O QUE FAZER →
a. Reproduza, no texto sobre a Passeata dos Cem Mil, o trecho que vai de "Publicado originalmente no" até "jornalistas e populares.".
b. Segundo o texto sobre a Passeata dos Cem Mil, contra quais grupos a polícia avançou durante o velório e a missa do estudante? Liste todos.

TRECHO DO TEXTO →
━━━

Publicado originalmente no site da Revista FORUM, em 26 de junho de 2018
A famosa foto de Evandro Teixeira, na Passeata dos Cem Mil
A ‘Passeata dos Cem Mil’ e seus heróis, nas fotos de Evandro
e em um poema de Drummond
A passeata completa 50 anos nesta terça-feira, com vários
personagens que permanecem na luta até hoje
Por Julinho Bittencourt
A ditadura atingia o seu auge. Em março de 1968, a PM
invadiu o restaurante universitário
Calabouço, onde estudantes protestavam
contra o preço das refeições. No confronto, o comandante da PM, Aloísio Raposo,
matou o estudante Edson Luís, com um tiro no peito. Durante o velório e,
sobretudo, na missa do estudante, o Rio de Janeiro pegou fogo. A polícia
avançou contra estudantes, padres, jornalistas e populares.
Em 21 de junho, aconteceu a ‘Sexta-feira Sangrenta’. Durante
nova manifestação, desta vez na porta do Jornal do Brasil, três pessoas foram
mortas, dezenas ficaram feridas e mais de mil foram presas. O gosto de sangue
na boca da ditadura ruiu diante da opinião pública. Como forma de recuo, o
exército acabou permitindo uma nova manifestação, para o dia 26. Aquele dia, há
50 anos, entrou para a história e ficou conhecido como ‘A Passeara dos Cem
Mil’.
O AI-5
As consequências daquela manifestação ampla e sem precedentes
contra o regime dos militares foram desastrosas. Até o final do ano, vários
outros estudantes foram presos no Rio de Janeiro e em São Paulo, o Congresso
rejeitou projeto que concedia anistia aos estudantes, o Congresso da União
Nacional dos Estudantes (UNE), em Ibiúna (SP), foi invadido e mais de 400
estudantes foram presos. No final do ano, no dia 13 de dezembro, foi promulgado
o Ato Institucional Nº 5 (AI-5), dando início à página mais sangrenta e obscura
da nossa história recente.

━━━

ENTRADAS LISTADAS →

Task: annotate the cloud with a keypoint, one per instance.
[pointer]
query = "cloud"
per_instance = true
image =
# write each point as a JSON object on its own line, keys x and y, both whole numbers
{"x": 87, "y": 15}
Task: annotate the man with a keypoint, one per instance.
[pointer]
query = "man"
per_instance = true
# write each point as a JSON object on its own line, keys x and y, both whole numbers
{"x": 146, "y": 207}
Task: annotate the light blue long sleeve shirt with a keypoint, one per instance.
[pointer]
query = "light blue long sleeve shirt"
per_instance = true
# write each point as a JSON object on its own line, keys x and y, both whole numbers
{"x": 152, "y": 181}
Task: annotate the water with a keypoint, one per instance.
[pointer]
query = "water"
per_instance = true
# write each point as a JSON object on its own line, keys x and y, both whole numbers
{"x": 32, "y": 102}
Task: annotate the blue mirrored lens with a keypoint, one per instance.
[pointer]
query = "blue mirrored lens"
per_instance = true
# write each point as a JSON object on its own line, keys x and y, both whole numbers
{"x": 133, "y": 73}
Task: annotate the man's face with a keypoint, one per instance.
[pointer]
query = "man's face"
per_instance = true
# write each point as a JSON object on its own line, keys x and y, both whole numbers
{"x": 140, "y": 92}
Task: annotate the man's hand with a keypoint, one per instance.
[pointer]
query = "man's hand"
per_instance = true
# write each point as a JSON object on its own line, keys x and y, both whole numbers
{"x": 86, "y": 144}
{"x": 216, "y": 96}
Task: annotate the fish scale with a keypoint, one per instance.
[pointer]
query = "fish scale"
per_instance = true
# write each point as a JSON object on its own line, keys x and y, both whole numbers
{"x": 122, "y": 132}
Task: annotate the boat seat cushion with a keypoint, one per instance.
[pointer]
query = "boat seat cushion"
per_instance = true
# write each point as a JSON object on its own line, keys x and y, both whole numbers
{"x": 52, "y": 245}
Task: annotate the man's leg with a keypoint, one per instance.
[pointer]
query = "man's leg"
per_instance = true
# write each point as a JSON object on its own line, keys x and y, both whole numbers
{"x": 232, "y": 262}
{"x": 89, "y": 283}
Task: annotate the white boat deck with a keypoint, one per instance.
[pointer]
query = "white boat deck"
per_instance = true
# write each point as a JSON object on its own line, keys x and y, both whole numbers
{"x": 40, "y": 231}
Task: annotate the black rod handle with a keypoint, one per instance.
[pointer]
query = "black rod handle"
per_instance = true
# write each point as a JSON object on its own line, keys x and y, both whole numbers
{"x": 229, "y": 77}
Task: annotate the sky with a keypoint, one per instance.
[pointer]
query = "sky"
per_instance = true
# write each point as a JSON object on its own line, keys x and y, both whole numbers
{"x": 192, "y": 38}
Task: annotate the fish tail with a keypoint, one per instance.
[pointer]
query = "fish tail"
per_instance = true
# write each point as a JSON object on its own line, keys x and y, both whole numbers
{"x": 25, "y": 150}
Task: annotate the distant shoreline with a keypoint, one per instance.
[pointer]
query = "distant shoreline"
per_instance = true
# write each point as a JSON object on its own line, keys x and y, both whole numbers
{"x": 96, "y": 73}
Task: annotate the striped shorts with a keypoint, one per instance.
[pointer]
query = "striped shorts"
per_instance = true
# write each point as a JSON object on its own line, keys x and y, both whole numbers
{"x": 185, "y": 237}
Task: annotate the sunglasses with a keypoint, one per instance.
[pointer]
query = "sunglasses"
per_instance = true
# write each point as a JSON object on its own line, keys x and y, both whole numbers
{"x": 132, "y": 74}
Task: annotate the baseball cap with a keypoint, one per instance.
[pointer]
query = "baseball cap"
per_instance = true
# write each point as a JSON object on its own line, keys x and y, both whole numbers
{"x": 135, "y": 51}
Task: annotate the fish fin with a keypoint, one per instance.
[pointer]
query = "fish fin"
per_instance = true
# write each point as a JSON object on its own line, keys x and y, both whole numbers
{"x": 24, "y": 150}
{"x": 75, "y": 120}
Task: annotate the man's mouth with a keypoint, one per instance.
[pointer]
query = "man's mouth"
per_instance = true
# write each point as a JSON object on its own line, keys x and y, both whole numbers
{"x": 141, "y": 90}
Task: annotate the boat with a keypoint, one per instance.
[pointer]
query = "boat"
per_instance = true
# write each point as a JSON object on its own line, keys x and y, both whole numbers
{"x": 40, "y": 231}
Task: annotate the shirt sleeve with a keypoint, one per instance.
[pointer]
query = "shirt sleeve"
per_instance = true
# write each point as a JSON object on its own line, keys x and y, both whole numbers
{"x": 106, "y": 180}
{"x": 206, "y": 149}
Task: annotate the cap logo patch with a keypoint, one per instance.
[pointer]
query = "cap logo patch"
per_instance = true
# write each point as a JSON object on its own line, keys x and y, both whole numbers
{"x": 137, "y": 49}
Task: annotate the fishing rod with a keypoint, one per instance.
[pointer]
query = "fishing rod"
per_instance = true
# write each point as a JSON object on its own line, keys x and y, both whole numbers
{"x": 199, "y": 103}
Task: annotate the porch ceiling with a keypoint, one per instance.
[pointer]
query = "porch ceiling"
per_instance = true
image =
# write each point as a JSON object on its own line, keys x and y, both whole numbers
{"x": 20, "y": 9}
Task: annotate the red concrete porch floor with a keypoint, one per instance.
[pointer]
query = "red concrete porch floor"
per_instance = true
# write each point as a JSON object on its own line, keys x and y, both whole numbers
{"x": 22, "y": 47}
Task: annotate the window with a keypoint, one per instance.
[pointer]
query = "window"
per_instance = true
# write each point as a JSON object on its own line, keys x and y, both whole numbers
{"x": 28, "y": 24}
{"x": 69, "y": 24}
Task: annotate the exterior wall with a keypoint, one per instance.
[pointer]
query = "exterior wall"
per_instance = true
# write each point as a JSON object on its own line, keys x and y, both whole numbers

━━━

RESPOSTAS RESOLVIDAS →
a.
Publicado originalmente no site da Revista FORUM, em 26 de junho de 2018
A famosa foto de Evandro Teixeira, na Passeata dos Cem Mil
A ‘Passeata dos Cem Mil’ e seus heróis, nas fotos de Evandro
e em um poema de Drummond
A passeata completa 50 anos nesta terça-feira, com vários
personagens que permanecem na luta até hoje
Por Julinho Bittencourt
A ditadura atingia o seu auge. Em março de 1968, a PM
invadiu o restaurante universitário
Calabouço, onde estudantes protestavam
contra o preço das refeições. No confronto, o comandante da PM, Aloísio Raposo,
matou o estudante Edson Luís, com um tiro no peito. Durante o velório e,
sobretudo, na missa do estudante, o Rio de Janeiro pegou fogo. A polícia
avançou contra estudantes, padres, jornalistas e populares.

b. Estudantes, padres, jornalistas e populares.